What needs to be done:
Word for word, return each entry that follows, with every image removed.
** Opening Data listing block **
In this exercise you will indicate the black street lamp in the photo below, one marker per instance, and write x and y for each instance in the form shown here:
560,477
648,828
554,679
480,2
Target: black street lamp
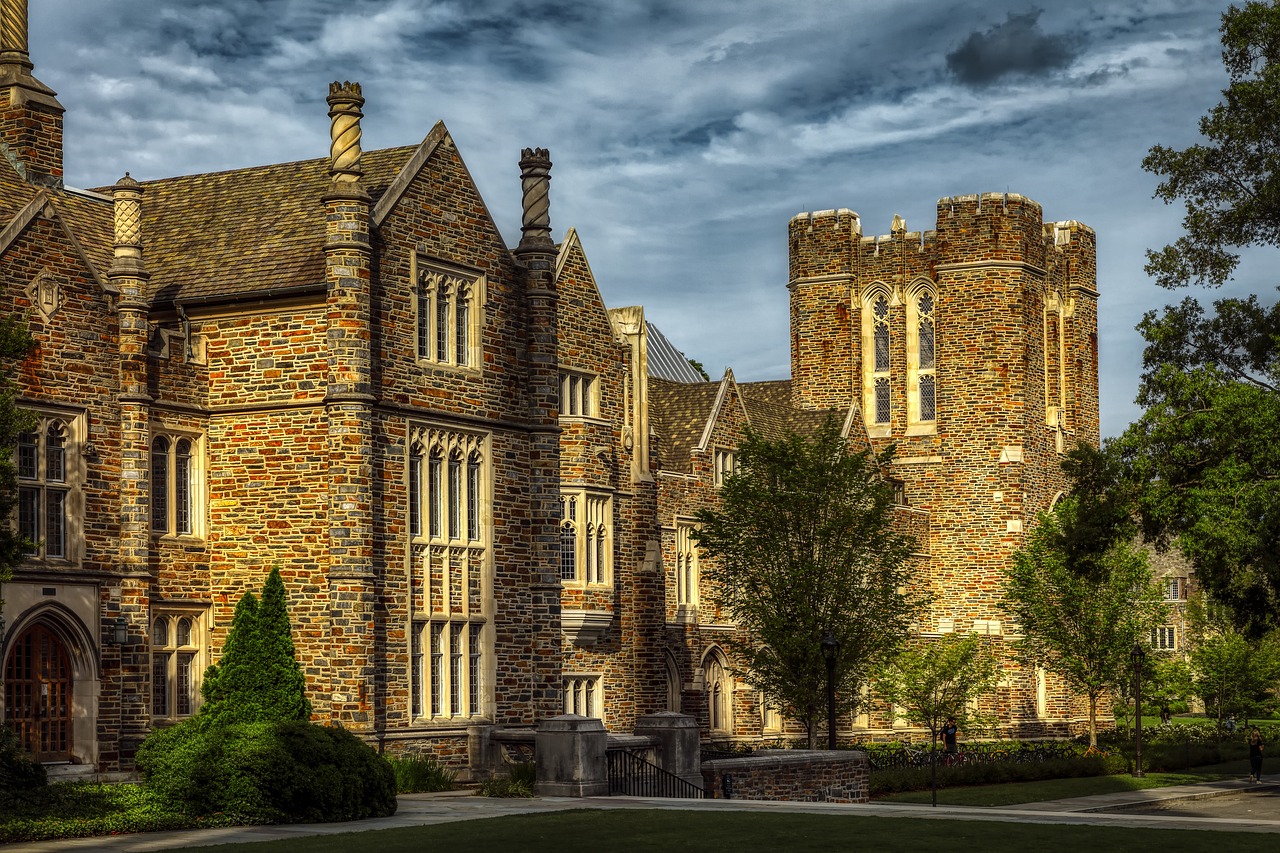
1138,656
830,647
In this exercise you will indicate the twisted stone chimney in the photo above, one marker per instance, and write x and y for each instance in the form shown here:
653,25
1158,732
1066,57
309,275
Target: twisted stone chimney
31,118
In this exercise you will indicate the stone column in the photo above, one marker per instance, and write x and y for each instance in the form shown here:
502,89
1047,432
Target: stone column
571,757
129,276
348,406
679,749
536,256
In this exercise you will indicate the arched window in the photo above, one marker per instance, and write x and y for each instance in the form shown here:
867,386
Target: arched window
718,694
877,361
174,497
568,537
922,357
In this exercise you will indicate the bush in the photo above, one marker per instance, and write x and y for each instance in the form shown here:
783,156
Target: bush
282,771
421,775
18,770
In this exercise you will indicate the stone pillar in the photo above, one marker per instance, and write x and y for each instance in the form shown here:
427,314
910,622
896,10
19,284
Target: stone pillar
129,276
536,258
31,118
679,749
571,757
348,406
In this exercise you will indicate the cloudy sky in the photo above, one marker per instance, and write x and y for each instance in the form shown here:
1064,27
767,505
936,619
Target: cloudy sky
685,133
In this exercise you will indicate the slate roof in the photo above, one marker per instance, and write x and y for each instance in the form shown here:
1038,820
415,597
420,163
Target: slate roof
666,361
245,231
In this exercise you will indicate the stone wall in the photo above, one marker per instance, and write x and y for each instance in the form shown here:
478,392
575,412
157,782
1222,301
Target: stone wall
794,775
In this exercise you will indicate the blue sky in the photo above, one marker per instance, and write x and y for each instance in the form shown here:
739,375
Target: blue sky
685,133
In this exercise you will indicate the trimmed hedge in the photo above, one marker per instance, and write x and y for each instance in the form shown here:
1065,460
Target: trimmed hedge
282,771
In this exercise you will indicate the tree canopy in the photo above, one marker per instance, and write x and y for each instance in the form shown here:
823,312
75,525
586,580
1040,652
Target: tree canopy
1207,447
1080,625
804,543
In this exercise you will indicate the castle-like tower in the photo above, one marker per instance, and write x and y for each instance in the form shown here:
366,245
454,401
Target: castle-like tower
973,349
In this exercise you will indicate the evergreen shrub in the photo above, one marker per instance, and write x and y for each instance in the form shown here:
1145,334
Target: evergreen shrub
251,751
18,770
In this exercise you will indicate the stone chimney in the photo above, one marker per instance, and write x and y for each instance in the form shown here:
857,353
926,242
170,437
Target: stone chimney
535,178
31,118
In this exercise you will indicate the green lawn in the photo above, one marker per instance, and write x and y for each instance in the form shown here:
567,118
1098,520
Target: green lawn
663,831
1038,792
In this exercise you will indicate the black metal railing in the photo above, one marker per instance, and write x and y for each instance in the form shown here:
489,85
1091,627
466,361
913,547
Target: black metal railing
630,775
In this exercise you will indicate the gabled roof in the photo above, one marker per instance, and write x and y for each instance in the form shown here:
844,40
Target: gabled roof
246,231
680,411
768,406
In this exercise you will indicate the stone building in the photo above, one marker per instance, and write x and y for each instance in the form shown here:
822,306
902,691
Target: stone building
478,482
** Closing Data listing block **
Exercise result:
In this exercise you will indicate the black street lamp in the photo below, one marker per instance, and write x and y for each instance in the form shown here:
560,477
648,828
554,679
480,2
Target: black street lamp
1138,656
830,647
In this exercise you will indicate the twisted stone chimney in the photo above, one marker per instance, and write x and y for each instance in the form shown here:
653,25
1158,732
1066,57
309,275
Target: twisted stone chimney
31,118
In this exercise you will indicate the stone column in the photo above, one marker per instance, and write x and y for each instance in the form shown here:
502,89
1047,432
Target: stone column
571,757
129,276
348,406
679,749
536,256
In this exercise you will indicate the arched window in the photo above, one marker per instance, and write x and y for each instance in the form shown here:
867,386
Target: arched window
718,694
877,361
174,497
568,537
922,357
In this exercise you will indicate the bush in the photo above, one marker per instance, and write x and y for each instance in the form shown here:
783,156
Target: bush
282,771
421,775
18,770
In this exercise you will indicate the stone pillar in the photo above, one marker per instance, and write x and y for each instance in the form shown here:
427,314
910,622
896,10
19,284
Target: stone pillar
129,276
536,258
31,118
679,749
571,757
348,406
In this exercise you will indicate the cloudy sky in the photo above, one marker per instance, and write x and y for each instance in the form shown here:
1064,27
767,505
936,619
Target: cloudy sky
685,133
In this exercise you will indicate the slate roof in the photo above, one marker per instance, and write x and y for each instance in the form shown here:
1038,820
415,597
420,163
Target: slate roof
666,361
245,231
In this exercise you will indicate the stone wall in the photo above, one marker per instance, and write x and y for each instance in the form shown here:
478,392
575,412
157,782
1222,301
Target: stone wall
794,775
In this exercise you will indicate the blue sky in the photo above, one marker per instance, and write x and y for each instance in the form shown here:
739,375
Target: blue sky
685,133
In this exercise you will indicate the trimmed hedge in the photo above, one marker per instance, and write x and y for each instance in the form shown here:
1065,460
Target: trimmed hedge
282,771
In this exercise you will indicate the tree canopy in the photo above, one marker per instance, and write x and y for each instance in the form shown here:
823,312
75,525
586,580
1040,652
Target: tree canopy
1207,447
1080,625
804,543
In this exercise you will indicate the castle-like tower in the photo above, one marker per instance, and write x and y for each instance in the form shown here:
366,245
454,401
Target: castle-like tower
973,349
In this exercise you will indicate the evergreen shrub in the photo above, one marker per instance, and write x and y for each instance in the form shown here:
1145,334
Target: evergreen shrub
251,751
18,770
In this exercise you will indicate the stone chimney in the photo above, one marker per instance, and write x and y for each instance in the form shown here:
857,353
926,242
170,437
Target: stone chimney
535,178
31,118
In this exercise you will indicate the green lawn in the photo above, one marker per instance, and write x and y for each instance in the form shown here:
567,118
1098,520
Target: green lawn
663,831
1038,792
In this exercise you will indicate the black metal railing in the photo above, one marker per instance, and write x and y for each instance in the form shown here:
489,85
1091,627
466,361
913,547
Target: black metal railing
630,775
In this exercise you will indicate the gabled roof in the photo above, one marker per instance, and write x and y for each instance in the form shown here:
844,40
Target: gabled roof
246,231
680,411
768,406
In this exercise you will indicate the stone building in the photo above, one marker per instance, and write x and y for each instance in the form shown here:
822,306
902,691
Target: stone building
478,482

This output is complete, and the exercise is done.